**Problem description**
Extract the text of every entry below, reproducing each line exactly. Leave the pictures out of your answer.

▼▼▼

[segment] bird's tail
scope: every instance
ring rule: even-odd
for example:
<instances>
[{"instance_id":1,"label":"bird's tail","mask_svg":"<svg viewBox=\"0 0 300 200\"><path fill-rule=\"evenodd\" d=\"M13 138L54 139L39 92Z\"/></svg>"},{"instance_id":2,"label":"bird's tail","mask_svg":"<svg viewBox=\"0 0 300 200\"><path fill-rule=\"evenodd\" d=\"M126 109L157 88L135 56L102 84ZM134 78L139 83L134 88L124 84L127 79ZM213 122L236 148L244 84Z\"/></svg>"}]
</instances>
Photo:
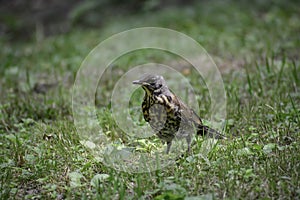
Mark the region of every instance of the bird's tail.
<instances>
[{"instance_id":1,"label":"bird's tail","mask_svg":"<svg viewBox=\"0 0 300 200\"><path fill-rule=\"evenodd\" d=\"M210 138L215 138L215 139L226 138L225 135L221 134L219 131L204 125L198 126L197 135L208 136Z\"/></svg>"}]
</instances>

▲▲▲

**Result of the task**
[segment] bird's tail
scope: every instance
ring rule: even-odd
for example:
<instances>
[{"instance_id":1,"label":"bird's tail","mask_svg":"<svg viewBox=\"0 0 300 200\"><path fill-rule=\"evenodd\" d=\"M13 138L54 139L39 92Z\"/></svg>"},{"instance_id":2,"label":"bird's tail","mask_svg":"<svg viewBox=\"0 0 300 200\"><path fill-rule=\"evenodd\" d=\"M126 109L157 88L135 56L102 84ZM134 78L139 83L134 88L124 84L127 79ZM213 122L236 148L244 84Z\"/></svg>"}]
</instances>
Photo:
Mark the region of every instance of the bird's tail.
<instances>
[{"instance_id":1,"label":"bird's tail","mask_svg":"<svg viewBox=\"0 0 300 200\"><path fill-rule=\"evenodd\" d=\"M210 138L215 138L215 139L226 138L225 135L221 134L219 131L204 125L198 126L197 135L208 136Z\"/></svg>"}]
</instances>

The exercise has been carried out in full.